YOUR OBJECTIVE
When a line in the data below includes "target", pick it out and copy it.

SUPPLIED DATA
▼▼▼

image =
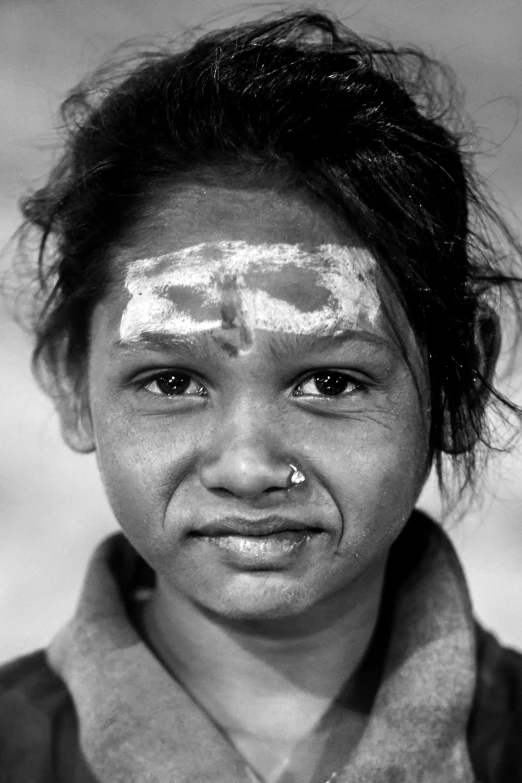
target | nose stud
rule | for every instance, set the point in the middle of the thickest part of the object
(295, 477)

▲▲▲
▼▼▼

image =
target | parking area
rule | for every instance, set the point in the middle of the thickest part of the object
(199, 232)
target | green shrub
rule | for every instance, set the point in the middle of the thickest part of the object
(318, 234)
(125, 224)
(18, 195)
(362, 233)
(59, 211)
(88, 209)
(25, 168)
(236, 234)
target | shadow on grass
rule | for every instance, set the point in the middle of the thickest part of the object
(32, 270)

▲▲▲

RESULT OF THIS TASK
target | nose stud
target | parking area
target | green shrub
target | shadow on grass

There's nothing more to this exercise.